**Goal of the exercise**
Every record needs to be repeated exactly; its pictures do not.

**Input data**
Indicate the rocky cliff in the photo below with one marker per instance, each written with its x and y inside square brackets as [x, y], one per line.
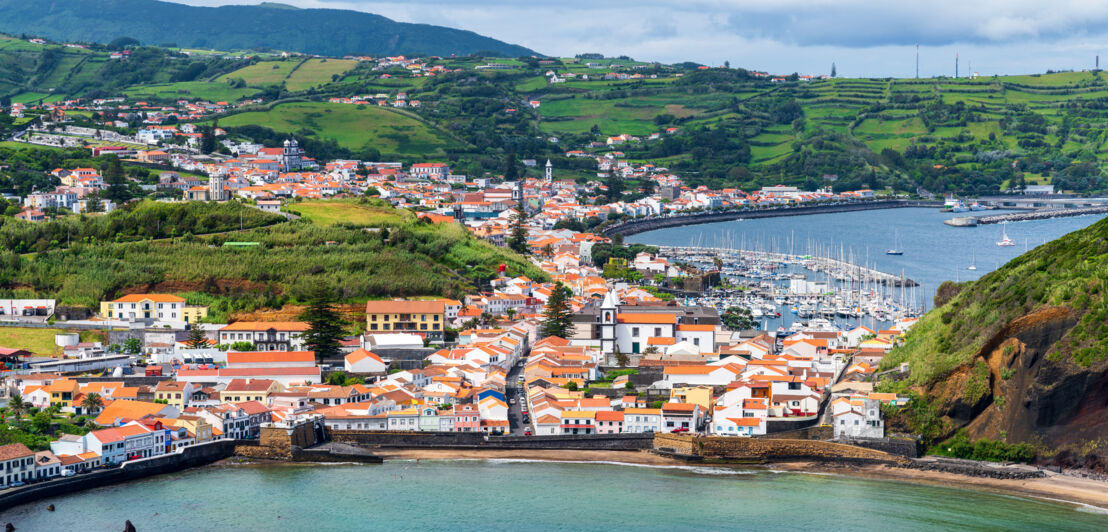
[1019, 355]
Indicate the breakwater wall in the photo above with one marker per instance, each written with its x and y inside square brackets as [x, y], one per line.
[1044, 214]
[480, 440]
[188, 457]
[642, 225]
[722, 448]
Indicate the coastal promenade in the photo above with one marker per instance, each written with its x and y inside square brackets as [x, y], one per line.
[642, 225]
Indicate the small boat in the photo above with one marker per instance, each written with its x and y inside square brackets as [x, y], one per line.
[1005, 242]
[895, 249]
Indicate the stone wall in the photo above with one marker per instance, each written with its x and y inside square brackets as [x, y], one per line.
[729, 448]
[814, 432]
[901, 447]
[479, 440]
[190, 457]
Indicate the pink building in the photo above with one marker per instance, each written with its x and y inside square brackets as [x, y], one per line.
[608, 422]
[467, 419]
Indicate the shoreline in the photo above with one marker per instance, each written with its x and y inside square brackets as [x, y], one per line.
[1054, 488]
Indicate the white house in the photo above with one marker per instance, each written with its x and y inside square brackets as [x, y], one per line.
[362, 361]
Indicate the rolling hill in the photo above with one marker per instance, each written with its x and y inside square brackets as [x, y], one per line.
[318, 31]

**Result of this exercise**
Indicate the rocky cliff in the photo below with one marker per instance, each written with its x and y inside square brackets as [x, y], one per line.
[1019, 355]
Indicate the breakwater wall in the photo above with one marker per instance, each written with its x and y inside square brackets as [x, y], one per line.
[1044, 214]
[480, 440]
[188, 457]
[642, 225]
[722, 448]
Indicate the coastal promenade in the photo above with one marker per instance, each written with its x and y inside square brackets as [x, y], one per line.
[642, 225]
Indicate the small boat in the photo above with one marker per instance, each written with its x and y inside square brackets as [x, y], one per line.
[1005, 242]
[895, 249]
Indicate the stone wall in the photo above with one marker per instance, each written with its x and y inside square brackets as [x, y], one per line.
[729, 448]
[814, 432]
[901, 447]
[479, 440]
[190, 457]
Indicate the pink building in the photo above with one marker per instance, each written with its x and y inside square brackets as [x, y], one per line.
[608, 422]
[467, 419]
Indicate the shoreline in the photo above with one marker per instance, each written with its x and y inside square brackets as [x, y], one per line.
[1054, 488]
Indicate the white house in the photo above with one marker per instance, each written with its x and y inside square brackets as [x, y], one per line.
[362, 361]
Indicate the rolling hill in the photo above with one marker per instance, each written with its x and y inside square brackets as [x, y], one per line.
[318, 31]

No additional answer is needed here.